▶ [TASK DESCRIPTION]
Print every record below exactly as it stands.

▶ [PROVIDED ENTRIES]

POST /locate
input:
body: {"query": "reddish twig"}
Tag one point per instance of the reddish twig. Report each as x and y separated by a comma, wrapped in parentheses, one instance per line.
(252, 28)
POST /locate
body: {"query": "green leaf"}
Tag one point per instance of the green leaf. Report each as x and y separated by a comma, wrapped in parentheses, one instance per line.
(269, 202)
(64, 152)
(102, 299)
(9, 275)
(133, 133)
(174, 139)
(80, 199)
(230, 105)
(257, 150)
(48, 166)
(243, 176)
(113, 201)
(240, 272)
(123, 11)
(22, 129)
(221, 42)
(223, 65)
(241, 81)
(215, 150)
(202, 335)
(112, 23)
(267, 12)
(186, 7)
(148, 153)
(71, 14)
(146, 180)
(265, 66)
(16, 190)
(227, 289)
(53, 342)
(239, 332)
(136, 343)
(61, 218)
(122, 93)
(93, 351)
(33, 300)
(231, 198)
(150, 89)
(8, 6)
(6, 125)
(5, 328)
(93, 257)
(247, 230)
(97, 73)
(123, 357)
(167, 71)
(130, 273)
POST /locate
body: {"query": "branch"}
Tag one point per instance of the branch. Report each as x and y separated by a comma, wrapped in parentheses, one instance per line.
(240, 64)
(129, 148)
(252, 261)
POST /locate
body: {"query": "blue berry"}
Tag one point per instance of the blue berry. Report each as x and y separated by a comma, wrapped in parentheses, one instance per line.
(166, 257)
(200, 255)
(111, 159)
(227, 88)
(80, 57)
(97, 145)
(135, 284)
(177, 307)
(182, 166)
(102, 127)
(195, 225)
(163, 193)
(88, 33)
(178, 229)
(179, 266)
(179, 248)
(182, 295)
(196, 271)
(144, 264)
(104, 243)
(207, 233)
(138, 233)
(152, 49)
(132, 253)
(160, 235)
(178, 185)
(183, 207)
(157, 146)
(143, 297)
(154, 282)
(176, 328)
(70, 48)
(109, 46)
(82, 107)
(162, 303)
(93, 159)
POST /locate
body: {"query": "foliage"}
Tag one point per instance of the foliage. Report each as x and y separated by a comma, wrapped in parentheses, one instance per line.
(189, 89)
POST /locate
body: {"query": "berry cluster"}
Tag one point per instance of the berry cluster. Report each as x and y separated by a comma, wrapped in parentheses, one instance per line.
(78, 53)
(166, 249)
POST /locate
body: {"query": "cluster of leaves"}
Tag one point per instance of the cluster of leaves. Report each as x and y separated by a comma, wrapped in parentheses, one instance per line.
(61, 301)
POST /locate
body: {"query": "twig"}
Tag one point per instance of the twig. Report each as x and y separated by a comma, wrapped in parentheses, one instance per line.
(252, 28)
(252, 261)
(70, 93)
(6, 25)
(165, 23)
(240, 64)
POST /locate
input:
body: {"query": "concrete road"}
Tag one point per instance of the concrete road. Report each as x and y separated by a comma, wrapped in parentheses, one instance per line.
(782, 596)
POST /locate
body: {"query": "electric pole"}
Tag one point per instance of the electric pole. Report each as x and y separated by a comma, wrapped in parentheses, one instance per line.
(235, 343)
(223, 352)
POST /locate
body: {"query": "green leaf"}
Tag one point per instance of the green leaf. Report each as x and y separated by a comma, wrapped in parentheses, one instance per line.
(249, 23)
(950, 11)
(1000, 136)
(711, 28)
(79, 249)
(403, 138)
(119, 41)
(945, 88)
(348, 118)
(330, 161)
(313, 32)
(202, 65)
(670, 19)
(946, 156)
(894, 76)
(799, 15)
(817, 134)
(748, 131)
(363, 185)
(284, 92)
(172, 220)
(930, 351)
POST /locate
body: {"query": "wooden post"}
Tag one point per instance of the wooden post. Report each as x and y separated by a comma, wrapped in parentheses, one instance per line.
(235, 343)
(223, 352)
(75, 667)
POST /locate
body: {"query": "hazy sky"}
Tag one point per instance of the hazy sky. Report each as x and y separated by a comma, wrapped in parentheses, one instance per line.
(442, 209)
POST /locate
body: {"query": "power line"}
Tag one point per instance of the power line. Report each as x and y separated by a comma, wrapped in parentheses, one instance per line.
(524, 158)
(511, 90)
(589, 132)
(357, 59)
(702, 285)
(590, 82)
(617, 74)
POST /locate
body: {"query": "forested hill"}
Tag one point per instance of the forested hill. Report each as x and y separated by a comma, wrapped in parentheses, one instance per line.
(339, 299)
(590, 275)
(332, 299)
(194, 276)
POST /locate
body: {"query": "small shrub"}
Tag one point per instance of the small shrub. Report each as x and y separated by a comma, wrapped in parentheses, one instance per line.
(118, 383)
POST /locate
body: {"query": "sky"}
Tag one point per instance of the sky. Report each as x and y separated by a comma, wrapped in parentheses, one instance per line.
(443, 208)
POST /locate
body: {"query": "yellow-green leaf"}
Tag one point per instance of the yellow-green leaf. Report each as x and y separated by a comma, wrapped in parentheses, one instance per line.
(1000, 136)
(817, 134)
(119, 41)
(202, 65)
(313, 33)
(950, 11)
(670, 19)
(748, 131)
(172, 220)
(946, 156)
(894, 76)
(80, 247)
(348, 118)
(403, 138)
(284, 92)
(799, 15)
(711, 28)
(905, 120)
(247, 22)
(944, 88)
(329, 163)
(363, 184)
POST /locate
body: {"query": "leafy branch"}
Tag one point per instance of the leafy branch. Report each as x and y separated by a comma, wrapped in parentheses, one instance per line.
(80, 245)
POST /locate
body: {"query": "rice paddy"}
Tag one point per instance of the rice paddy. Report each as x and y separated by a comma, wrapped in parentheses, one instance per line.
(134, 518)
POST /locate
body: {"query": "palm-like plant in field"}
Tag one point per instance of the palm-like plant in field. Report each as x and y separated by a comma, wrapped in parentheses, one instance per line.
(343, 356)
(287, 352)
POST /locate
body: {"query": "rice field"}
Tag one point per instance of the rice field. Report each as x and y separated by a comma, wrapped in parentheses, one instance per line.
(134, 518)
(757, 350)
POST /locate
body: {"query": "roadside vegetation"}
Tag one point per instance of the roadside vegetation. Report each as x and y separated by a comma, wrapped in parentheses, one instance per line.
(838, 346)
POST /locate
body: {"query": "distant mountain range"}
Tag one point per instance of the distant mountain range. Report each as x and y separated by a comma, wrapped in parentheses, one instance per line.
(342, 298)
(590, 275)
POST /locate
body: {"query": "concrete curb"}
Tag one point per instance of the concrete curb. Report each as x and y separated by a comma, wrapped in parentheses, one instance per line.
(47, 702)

▶ [SOLUTION]
POST /locate
input:
body: {"query": "reddish twig"}
Tag one point per instance of the reddish twig. Report each as x and y separated by a comma, wrapped in parentheses, one instance per line.
(252, 28)
POST /locate
body: {"query": "green leaf"}
Tag one point per instance of the green leaf. Report each as x and y separated by a comma, wrapped in parentheses, one instance per line.
(269, 202)
(64, 152)
(102, 299)
(9, 275)
(133, 133)
(174, 139)
(80, 199)
(230, 105)
(257, 150)
(48, 166)
(243, 176)
(113, 201)
(240, 272)
(123, 11)
(22, 129)
(221, 42)
(223, 65)
(241, 81)
(215, 150)
(202, 335)
(112, 23)
(267, 12)
(186, 7)
(148, 153)
(71, 14)
(146, 180)
(265, 66)
(16, 190)
(227, 289)
(53, 342)
(239, 332)
(136, 343)
(61, 218)
(122, 93)
(93, 351)
(33, 300)
(231, 198)
(150, 89)
(8, 6)
(6, 125)
(5, 328)
(93, 257)
(247, 230)
(97, 73)
(123, 357)
(167, 71)
(130, 273)
POST /locate
body: {"query": "branch"}
Tag one point per instance of the branch. Report each as x and y separated by a comma, wrapped in parentheses, one instance per line.
(240, 64)
(129, 148)
(252, 261)
POST /locate
body: {"query": "blue berry"}
Tag one point per instance of the blue berry. Report each as x and y separated by a comma, wrapped in parentheses, one instance per line.
(166, 257)
(200, 255)
(111, 159)
(227, 88)
(80, 57)
(97, 145)
(135, 284)
(177, 307)
(182, 166)
(102, 127)
(195, 225)
(163, 193)
(88, 33)
(178, 229)
(179, 266)
(179, 248)
(182, 295)
(196, 271)
(144, 264)
(104, 243)
(207, 233)
(138, 233)
(152, 49)
(132, 253)
(160, 235)
(178, 185)
(183, 207)
(157, 146)
(143, 297)
(154, 282)
(176, 328)
(70, 48)
(109, 46)
(82, 107)
(162, 303)
(93, 159)
POST /locate
body: {"query": "foliage"}
Tag one point per instance of the foliage. Report each as x and y separated by a comma, wrapped in parentheses, one instance per line.
(189, 89)
POST /locate
body: {"query": "berry cluster"}
Tag one point per instance of the berry cluster. Report each as x and y separated by a comma, wrapped in parentheses, one instance per line.
(78, 53)
(166, 249)
POST /locate
body: {"query": "cluster of leaves"}
Tag one point per instance of the cluster of leaves. Report each as x and y separated by a comma, wrapped in parentheses, one instance per line.
(61, 301)
POST /locate
body: {"query": "twig"}
Tag one point per instance of the twig. Report each as x and y separated by a comma, wrapped in parentheses, one instance per line.
(252, 28)
(252, 261)
(70, 93)
(6, 25)
(165, 23)
(240, 64)
POST /locate
input:
body: {"query": "concrete road"}
Tag one point per instance of the concrete road. Report each as x and y separated by a comma, wrapped in parentheses, one instance per line.
(782, 596)
POST /locate
body: {"query": "electric pole"}
Tag one point per instance of the electric pole. Report each as x and y separated by a comma, wrapped in parentheses, one instance per line.
(235, 343)
(223, 352)
POST /locate
body: {"query": "green leaf"}
Tag one point per instance of the green leaf. Report each as x and y separated by a comma, wrapped in parentheses, one instance per line.
(249, 23)
(950, 11)
(1000, 136)
(711, 28)
(79, 249)
(403, 138)
(119, 41)
(945, 88)
(348, 118)
(330, 161)
(313, 32)
(202, 65)
(670, 19)
(946, 156)
(894, 76)
(799, 15)
(817, 134)
(748, 131)
(363, 185)
(284, 92)
(172, 220)
(930, 351)
POST /locate
body: {"query": "wooden post"}
Tag one point per instance of the wooden post. Report each as x and y separated by a comma, wrapped in parentheses, one instance per line.
(235, 343)
(223, 352)
(75, 667)
POST /locate
body: {"query": "hazy sky"}
Tag one point per instance of the hazy sky. Report each as x and y separated by a comma, wrapped in parentheses, one instance per line.
(442, 209)
POST /locate
body: {"query": "power line"}
Tag one point per instance of the power line. Report each as x and y separated by a comma, wrapped in parentheses, one instance per line.
(524, 158)
(511, 90)
(589, 132)
(357, 59)
(702, 285)
(590, 82)
(617, 74)
POST /locate
body: {"query": "forested hill"}
Tag one point per instance of the forested hill. Report each as x and y separated by a comma, wrapped in parentheses, one instance per line.
(339, 299)
(590, 275)
(332, 299)
(194, 276)
POST /locate
body: {"query": "small shrub"}
Tag one point per instance of the small shrub. Report each as x and y separated by a comma, wrapped in parentheses, one instance per line.
(118, 383)
POST /locate
body: {"query": "sky"}
Tag one point per instance of the sky. Report each as x and y separated by a comma, wrapped in parentheses, one instance per line.
(443, 208)
POST /locate
body: {"query": "yellow-green leaf"}
Tag one point per instance of the yellow-green leaf. Report each as x and y separated by a comma, wrapped in parentheses, one instance per line.
(1000, 136)
(817, 134)
(119, 41)
(202, 65)
(313, 33)
(950, 11)
(670, 19)
(748, 131)
(172, 220)
(946, 156)
(894, 76)
(80, 247)
(348, 118)
(403, 138)
(284, 92)
(799, 15)
(711, 28)
(905, 120)
(247, 22)
(944, 88)
(329, 163)
(363, 184)
POST /locate
body: {"query": "leafy branch"}
Tag one point per instance of the leafy branch. Report each as x and y separated by a comma, wrapped in parentheses, one instance per line.
(80, 245)
POST /locate
body: {"query": "rice paddy"}
Tag one point per instance of the rice paddy. Report each as x and y separated by a comma, wrapped in parentheses, one instance per line.
(134, 518)
POST /locate
body: {"query": "palm-like plant in field"}
Tag one point per instance of the palm-like plant in field. Report each as x and y separated by a comma, wrapped in parentheses, one instance per line.
(343, 356)
(287, 352)
POST /locate
body: {"query": "rice field"}
Tag one point per instance of the rice field. Report each as x and y separated by a comma, wrapped in parentheses, one instance per line.
(134, 518)
(757, 350)
POST /locate
body: {"query": "roadside vegetation"}
Tag one point per instance of the roadside vegetation. Report each as x and y separated by a comma, wrapped in parentheses, one instance per line.
(838, 346)
POST /locate
body: {"query": "distant mountain range"}
Tag one point per instance of the distant mountain range. Report each as x and y separated by a comma, wrapped in parentheses, one instance per line.
(342, 298)
(590, 275)
POST /locate
body: {"query": "concrete curb"}
Tag one point per instance of the concrete curb. Report each as x and y separated by a comma, wrapped in parentheses, one instance per line.
(47, 702)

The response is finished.